> **Exercise**
Reproduce, without any change, the lines from the one containing "Please trace the outline of every instance of the car" through the one containing "406 407 L 401", including both of those lines.

> **Working data**
#####

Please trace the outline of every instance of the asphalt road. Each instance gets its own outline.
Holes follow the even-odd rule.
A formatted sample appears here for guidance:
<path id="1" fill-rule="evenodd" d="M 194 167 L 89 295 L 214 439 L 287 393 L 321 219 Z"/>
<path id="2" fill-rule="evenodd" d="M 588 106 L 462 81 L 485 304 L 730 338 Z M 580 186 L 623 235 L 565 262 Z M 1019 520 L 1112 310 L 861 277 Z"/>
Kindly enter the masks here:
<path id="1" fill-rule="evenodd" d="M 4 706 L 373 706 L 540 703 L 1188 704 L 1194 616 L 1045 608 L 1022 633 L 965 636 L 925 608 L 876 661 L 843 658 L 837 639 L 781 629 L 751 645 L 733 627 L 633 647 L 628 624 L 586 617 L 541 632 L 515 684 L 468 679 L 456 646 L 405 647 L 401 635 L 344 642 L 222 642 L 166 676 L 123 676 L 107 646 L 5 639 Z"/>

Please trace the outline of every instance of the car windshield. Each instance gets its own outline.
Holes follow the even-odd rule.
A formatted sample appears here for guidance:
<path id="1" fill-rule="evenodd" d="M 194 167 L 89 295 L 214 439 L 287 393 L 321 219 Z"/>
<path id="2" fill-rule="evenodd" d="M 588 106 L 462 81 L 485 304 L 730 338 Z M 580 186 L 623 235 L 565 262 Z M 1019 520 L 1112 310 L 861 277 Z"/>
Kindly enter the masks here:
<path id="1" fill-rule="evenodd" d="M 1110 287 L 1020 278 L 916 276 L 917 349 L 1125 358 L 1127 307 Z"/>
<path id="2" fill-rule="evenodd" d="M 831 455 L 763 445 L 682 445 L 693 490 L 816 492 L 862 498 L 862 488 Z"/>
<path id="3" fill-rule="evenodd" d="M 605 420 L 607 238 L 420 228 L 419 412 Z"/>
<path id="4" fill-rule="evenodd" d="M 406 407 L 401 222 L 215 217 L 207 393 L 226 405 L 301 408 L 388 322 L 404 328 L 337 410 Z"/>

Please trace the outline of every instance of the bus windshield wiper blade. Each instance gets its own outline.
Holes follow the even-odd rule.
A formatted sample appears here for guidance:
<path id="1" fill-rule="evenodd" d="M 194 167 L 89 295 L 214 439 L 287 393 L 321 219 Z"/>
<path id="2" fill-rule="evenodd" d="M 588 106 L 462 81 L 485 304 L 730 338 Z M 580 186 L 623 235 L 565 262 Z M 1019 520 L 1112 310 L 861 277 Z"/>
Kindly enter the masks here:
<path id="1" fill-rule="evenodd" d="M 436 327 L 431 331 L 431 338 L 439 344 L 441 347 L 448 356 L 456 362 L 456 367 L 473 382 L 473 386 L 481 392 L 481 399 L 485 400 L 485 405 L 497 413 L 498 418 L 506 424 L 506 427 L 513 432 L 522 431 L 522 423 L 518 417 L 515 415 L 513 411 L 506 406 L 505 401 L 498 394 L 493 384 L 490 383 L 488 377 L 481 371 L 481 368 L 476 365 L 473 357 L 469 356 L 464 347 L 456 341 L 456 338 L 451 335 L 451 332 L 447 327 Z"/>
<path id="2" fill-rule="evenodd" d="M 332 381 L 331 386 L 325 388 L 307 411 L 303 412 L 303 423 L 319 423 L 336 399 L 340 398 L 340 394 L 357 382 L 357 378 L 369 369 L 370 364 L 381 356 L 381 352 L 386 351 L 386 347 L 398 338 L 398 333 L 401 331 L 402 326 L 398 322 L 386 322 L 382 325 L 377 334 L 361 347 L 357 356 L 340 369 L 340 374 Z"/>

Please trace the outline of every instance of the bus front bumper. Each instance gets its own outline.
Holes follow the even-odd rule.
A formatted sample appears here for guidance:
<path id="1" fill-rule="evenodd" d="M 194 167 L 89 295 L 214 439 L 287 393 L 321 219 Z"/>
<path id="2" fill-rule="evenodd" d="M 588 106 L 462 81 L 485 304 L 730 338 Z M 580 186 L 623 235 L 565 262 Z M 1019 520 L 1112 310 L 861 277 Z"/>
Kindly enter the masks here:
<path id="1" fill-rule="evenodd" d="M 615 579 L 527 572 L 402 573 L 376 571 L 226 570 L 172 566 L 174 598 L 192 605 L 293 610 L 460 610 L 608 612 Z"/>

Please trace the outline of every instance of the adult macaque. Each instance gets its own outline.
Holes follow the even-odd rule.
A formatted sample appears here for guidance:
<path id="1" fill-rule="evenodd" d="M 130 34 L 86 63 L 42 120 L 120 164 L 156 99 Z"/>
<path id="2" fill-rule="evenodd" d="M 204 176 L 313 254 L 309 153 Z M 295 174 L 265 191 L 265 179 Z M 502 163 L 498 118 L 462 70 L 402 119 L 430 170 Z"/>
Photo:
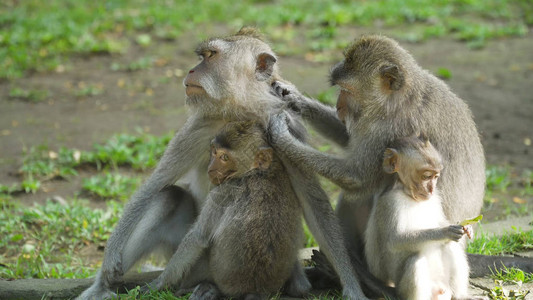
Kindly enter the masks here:
<path id="1" fill-rule="evenodd" d="M 214 135 L 229 121 L 266 123 L 284 105 L 271 93 L 272 82 L 280 79 L 276 56 L 257 31 L 244 28 L 210 39 L 196 53 L 201 61 L 184 79 L 192 115 L 127 204 L 107 242 L 102 268 L 80 299 L 112 296 L 111 284 L 156 248 L 174 253 L 212 188 L 206 170 Z M 305 132 L 297 121 L 289 127 L 300 136 Z M 344 295 L 363 298 L 327 195 L 314 175 L 284 165 L 311 232 L 340 275 Z"/>
<path id="2" fill-rule="evenodd" d="M 437 189 L 439 153 L 417 137 L 391 146 L 385 150 L 383 170 L 393 174 L 393 182 L 376 196 L 365 232 L 370 272 L 396 286 L 402 299 L 473 299 L 460 244 L 472 227 L 451 225 L 444 216 Z"/>
<path id="3" fill-rule="evenodd" d="M 334 157 L 295 140 L 284 116 L 272 118 L 271 144 L 294 165 L 343 188 L 337 215 L 349 248 L 362 257 L 372 198 L 388 186 L 380 153 L 392 141 L 417 132 L 427 134 L 446 166 L 438 189 L 447 220 L 457 223 L 479 215 L 485 158 L 468 106 L 392 39 L 362 37 L 344 56 L 331 71 L 331 83 L 340 88 L 336 109 L 290 85 L 278 82 L 274 89 L 319 132 L 344 147 L 345 155 Z M 469 255 L 469 260 L 475 276 L 502 263 L 533 271 L 530 259 Z"/>
<path id="4" fill-rule="evenodd" d="M 257 123 L 233 122 L 215 137 L 208 174 L 217 187 L 153 288 L 187 282 L 192 266 L 207 259 L 208 268 L 194 271 L 198 282 L 188 283 L 201 284 L 191 299 L 264 299 L 287 281 L 290 296 L 307 294 L 311 284 L 297 259 L 302 210 L 264 135 Z"/>

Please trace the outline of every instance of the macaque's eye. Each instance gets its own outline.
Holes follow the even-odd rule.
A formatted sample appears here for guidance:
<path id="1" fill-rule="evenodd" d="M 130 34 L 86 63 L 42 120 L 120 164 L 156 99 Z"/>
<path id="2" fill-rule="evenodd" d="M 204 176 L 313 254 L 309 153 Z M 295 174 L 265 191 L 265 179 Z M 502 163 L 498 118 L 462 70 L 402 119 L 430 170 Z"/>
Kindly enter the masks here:
<path id="1" fill-rule="evenodd" d="M 422 173 L 422 180 L 430 180 L 431 178 L 433 178 L 433 173 L 432 172 L 424 172 L 424 173 Z"/>
<path id="2" fill-rule="evenodd" d="M 206 59 L 206 58 L 211 58 L 211 57 L 215 56 L 215 54 L 217 54 L 217 52 L 215 50 L 205 50 L 200 55 L 200 59 L 203 60 L 203 59 Z"/>

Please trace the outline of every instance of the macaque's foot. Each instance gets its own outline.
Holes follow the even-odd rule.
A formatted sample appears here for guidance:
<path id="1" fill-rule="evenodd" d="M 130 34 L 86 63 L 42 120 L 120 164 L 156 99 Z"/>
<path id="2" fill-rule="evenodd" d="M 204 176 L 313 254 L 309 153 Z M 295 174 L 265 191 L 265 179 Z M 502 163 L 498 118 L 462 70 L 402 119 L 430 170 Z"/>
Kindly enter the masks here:
<path id="1" fill-rule="evenodd" d="M 472 227 L 472 225 L 463 226 L 463 230 L 469 239 L 472 239 L 474 237 L 474 228 Z"/>
<path id="2" fill-rule="evenodd" d="M 222 294 L 215 284 L 203 282 L 196 286 L 189 300 L 216 300 L 221 297 Z"/>

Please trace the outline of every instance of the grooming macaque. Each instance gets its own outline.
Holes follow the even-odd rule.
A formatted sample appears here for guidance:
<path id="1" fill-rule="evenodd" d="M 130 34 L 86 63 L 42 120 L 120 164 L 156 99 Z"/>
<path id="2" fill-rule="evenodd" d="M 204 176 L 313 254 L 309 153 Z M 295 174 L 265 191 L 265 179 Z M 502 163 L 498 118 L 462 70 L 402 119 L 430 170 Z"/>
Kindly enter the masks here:
<path id="1" fill-rule="evenodd" d="M 365 233 L 370 271 L 409 300 L 467 299 L 463 246 L 472 227 L 451 225 L 437 189 L 441 157 L 431 143 L 401 138 L 384 153 L 392 184 L 376 196 Z"/>
<path id="2" fill-rule="evenodd" d="M 265 124 L 285 105 L 271 92 L 271 84 L 280 79 L 276 55 L 256 30 L 243 28 L 232 36 L 209 39 L 196 53 L 200 63 L 183 82 L 191 116 L 126 205 L 107 242 L 102 268 L 80 299 L 112 296 L 111 285 L 155 249 L 173 254 L 212 188 L 206 170 L 215 134 L 230 121 L 254 119 Z M 305 129 L 294 120 L 290 131 L 302 138 Z M 280 172 L 290 176 L 306 222 L 341 278 L 344 296 L 363 298 L 338 221 L 316 176 L 290 162 L 284 161 L 284 167 Z M 179 260 L 175 255 L 168 267 Z"/>
<path id="3" fill-rule="evenodd" d="M 257 123 L 234 122 L 215 137 L 208 174 L 217 187 L 153 288 L 179 286 L 205 255 L 205 277 L 194 274 L 199 282 L 189 283 L 202 284 L 192 299 L 261 299 L 278 293 L 291 276 L 291 296 L 308 292 L 311 284 L 300 281 L 305 274 L 297 260 L 302 210 L 263 136 Z"/>
<path id="4" fill-rule="evenodd" d="M 400 137 L 424 132 L 441 154 L 446 168 L 438 190 L 446 219 L 455 224 L 478 215 L 485 158 L 468 106 L 392 39 L 364 36 L 344 56 L 330 77 L 340 89 L 337 108 L 308 99 L 287 84 L 277 82 L 274 89 L 319 132 L 344 147 L 345 155 L 335 157 L 297 141 L 283 115 L 272 118 L 271 145 L 294 165 L 343 188 L 337 215 L 351 253 L 362 257 L 372 199 L 389 186 L 381 153 Z M 490 260 L 477 263 L 485 271 L 492 266 Z"/>

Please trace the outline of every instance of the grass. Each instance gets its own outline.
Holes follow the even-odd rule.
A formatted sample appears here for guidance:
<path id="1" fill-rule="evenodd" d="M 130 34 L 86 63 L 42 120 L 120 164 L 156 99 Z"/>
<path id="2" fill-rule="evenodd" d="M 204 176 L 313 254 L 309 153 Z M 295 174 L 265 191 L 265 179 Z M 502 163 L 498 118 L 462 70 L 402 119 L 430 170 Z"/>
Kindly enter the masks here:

#####

> **Task output**
Please trace the outline of every instance of the car windshield. Each instance gets its own outline.
Holes follow the even-odd rule.
A formatted sample appears here for guidance:
<path id="1" fill-rule="evenodd" d="M 194 167 L 89 295 L 214 439 L 287 393 L 321 219 Z"/>
<path id="2" fill-rule="evenodd" d="M 588 106 L 462 81 L 485 304 L 730 338 Z M 580 186 L 623 235 L 565 262 Z M 1019 520 L 1112 310 L 861 277 Z"/>
Kindly enter the masks here:
<path id="1" fill-rule="evenodd" d="M 1110 287 L 1020 278 L 916 276 L 917 349 L 1125 358 L 1127 307 Z"/>
<path id="2" fill-rule="evenodd" d="M 831 455 L 763 445 L 682 445 L 693 490 L 816 492 L 862 498 L 862 488 Z"/>
<path id="3" fill-rule="evenodd" d="M 605 420 L 607 238 L 420 228 L 419 412 Z"/>
<path id="4" fill-rule="evenodd" d="M 406 407 L 401 222 L 215 217 L 207 393 L 226 405 L 301 408 L 388 322 L 404 328 L 337 410 Z"/>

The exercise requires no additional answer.